[Records from a data source]
----------------------------------------

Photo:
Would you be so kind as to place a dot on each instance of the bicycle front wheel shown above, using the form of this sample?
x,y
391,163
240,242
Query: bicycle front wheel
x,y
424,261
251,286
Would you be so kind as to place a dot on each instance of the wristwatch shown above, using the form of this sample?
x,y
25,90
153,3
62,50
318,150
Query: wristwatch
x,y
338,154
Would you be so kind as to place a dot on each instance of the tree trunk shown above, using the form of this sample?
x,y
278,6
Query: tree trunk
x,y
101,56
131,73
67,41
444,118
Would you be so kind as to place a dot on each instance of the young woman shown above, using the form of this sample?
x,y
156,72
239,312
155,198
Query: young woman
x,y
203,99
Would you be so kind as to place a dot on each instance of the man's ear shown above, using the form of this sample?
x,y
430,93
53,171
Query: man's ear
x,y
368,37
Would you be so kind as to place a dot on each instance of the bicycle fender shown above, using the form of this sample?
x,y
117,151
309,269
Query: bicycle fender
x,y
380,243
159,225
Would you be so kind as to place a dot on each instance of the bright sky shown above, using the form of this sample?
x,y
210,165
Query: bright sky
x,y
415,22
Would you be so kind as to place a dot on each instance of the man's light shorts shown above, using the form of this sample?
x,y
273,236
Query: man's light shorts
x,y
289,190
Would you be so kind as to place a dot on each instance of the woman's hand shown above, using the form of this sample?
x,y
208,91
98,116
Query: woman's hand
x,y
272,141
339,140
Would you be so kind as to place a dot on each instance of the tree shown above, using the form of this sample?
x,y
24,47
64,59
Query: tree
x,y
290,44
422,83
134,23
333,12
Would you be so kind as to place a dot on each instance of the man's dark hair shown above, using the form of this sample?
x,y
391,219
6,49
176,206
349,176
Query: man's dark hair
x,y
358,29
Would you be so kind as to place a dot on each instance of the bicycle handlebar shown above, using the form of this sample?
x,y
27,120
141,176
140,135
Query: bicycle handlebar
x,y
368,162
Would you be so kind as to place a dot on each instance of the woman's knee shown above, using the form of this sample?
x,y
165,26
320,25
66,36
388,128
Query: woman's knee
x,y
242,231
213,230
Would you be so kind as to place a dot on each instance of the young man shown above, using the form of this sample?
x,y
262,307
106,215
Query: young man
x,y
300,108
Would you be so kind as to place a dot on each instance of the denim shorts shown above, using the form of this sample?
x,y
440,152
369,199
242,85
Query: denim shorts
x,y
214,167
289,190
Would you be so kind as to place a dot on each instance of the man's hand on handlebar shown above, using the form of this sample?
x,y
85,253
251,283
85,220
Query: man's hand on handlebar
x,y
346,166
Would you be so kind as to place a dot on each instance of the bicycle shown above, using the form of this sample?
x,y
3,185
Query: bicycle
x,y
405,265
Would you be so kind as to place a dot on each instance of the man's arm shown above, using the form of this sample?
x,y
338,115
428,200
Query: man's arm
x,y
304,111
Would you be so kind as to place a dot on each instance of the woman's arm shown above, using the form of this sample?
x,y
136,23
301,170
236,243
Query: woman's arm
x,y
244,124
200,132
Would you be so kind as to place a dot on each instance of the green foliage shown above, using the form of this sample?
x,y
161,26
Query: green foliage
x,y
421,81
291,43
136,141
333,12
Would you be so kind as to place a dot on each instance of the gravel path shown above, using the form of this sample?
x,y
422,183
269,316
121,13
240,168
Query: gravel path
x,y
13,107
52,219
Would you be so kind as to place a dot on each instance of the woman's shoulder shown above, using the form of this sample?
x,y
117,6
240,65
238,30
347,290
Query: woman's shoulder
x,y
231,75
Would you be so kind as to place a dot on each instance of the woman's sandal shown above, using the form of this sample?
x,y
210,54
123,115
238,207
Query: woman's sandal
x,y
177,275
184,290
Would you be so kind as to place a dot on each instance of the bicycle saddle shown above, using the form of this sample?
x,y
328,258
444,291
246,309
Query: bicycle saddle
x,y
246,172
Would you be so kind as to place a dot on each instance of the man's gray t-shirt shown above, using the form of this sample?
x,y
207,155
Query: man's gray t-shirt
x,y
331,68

----------------------------------------

WHAT THE TASK REQUIRES: Type out the entries again, word for word.

RESULT OF THIS EXERCISE:
Photo:
Would you be so kind as to place a dot on each instance of the bicycle front wheel shown above, using the form of this sample?
x,y
391,163
240,242
Query: bicycle front wheel
x,y
424,261
251,286
Would you be so kind as to place a dot on each instance of the wristwatch shown above, using the form of this sample?
x,y
25,90
153,3
62,50
318,150
Query: wristwatch
x,y
338,154
Would you be so kind as to place a dot on each instance of the tree trunk shown above, using the form of this sample?
x,y
278,6
Query: tree trunk
x,y
101,56
131,73
67,41
444,118
Would you be so kind as to place a dot on each instance of the young woman shown above, using the form of this sample?
x,y
156,72
239,312
155,198
Query: young woman
x,y
203,99
Would you be so kind as to place a dot on each instance of the man's ear shown above, using the form of this sample?
x,y
430,93
53,171
Query: man's ear
x,y
368,37
Would you be so kind as to place a dot on each instance of the bicycle fender shown above, using the form of this sample?
x,y
117,151
309,269
Query: bicycle fender
x,y
380,243
159,225
Would you be so kind as to place a dot on each instance of the bright sky shown above, using the form of this sample?
x,y
210,165
Query: bright sky
x,y
415,22
Would you be so kind as to place a dot on each instance of the man's light shorts shown above, using the form of this sample?
x,y
273,236
Query: man's light shorts
x,y
289,190
Would you be so kind as to place a dot on each instance of the woman's hand shown above, using the form of this sample?
x,y
208,91
98,116
Query: woman's hand
x,y
272,141
339,140
Would you be so kind as to place a dot on each instance of the tree shown above, using the form of this sample?
x,y
24,47
64,59
Query: tree
x,y
290,44
422,83
134,23
333,12
Would you be so kind as to place a dot on each instance of the man's dark hair shown above, using the form of this sample?
x,y
391,219
6,49
176,206
349,176
Query: man's dark hair
x,y
358,29
Would you be so kind as to place a dot on each instance of the bicycle handlebar shown above, using the form of this sample?
x,y
27,120
141,176
140,135
Query: bicycle handlebar
x,y
368,162
Would you be so kind as to place a dot on each instance of the woman's knee shown above, using the form of this sample?
x,y
165,26
320,25
66,36
388,128
Query: woman's knee
x,y
242,231
213,230
Would you be so kind as to place a dot on each instance of the young man shown above, using the form of this sample?
x,y
262,307
106,215
Query: young man
x,y
300,108
Would you be so kind as to place a dot on each instance of the denim shorts shown above, using the form of this sample?
x,y
440,152
369,199
242,85
Query: denim shorts
x,y
214,167
289,190
Would you be so kind as to place a dot on each instance of the man's hand on handlebar shown above, using the form of this sample?
x,y
85,253
251,283
85,220
Query: man's hand on handlebar
x,y
346,166
Would you be so kind as to place a dot on each instance of the bicycle shown above, using the form of this sample?
x,y
3,185
Query: bicycle
x,y
405,265
Would you be so kind as to place a dot on each instance of the man's arm shown above, using the form of this sample?
x,y
338,115
428,200
Query: man's arm
x,y
304,111
Would you be so kind as to place a dot on each instance of the woman's arm shown above, using the form of this sample?
x,y
136,23
301,170
236,243
Query: woman's arm
x,y
244,124
200,132
Would you be so kind as to place a dot on each instance of the green foliage shown above, using the form of this sample?
x,y
161,26
Query: green foliage
x,y
421,81
291,43
136,141
333,12
Would you be so kind as to place a dot on each instance of the gravel path shown above, using the form of this sample?
x,y
422,183
269,316
121,13
240,168
Query: gravel path
x,y
13,107
52,219
Would you be so kind as to place a dot on each instance of the woman's shoulder shown above, using the form of this sample?
x,y
117,6
240,65
238,30
347,290
Query: woman's shoulder
x,y
231,75
Would you be so kind as to place a dot on each instance of the woman's sandal shown above, using the form of this sample?
x,y
210,54
123,115
238,207
Query: woman's sandal
x,y
177,275
184,290
Would you be so kind as to place a dot on each instance of the bicycle saddle shown above, using the form of this sample?
x,y
328,258
444,291
246,309
Query: bicycle saddle
x,y
246,172
Would you be so kind as to place a dot on each instance of the man's gray t-shirt shown above, using the form of this sample?
x,y
207,155
Query: man's gray t-shirt
x,y
331,68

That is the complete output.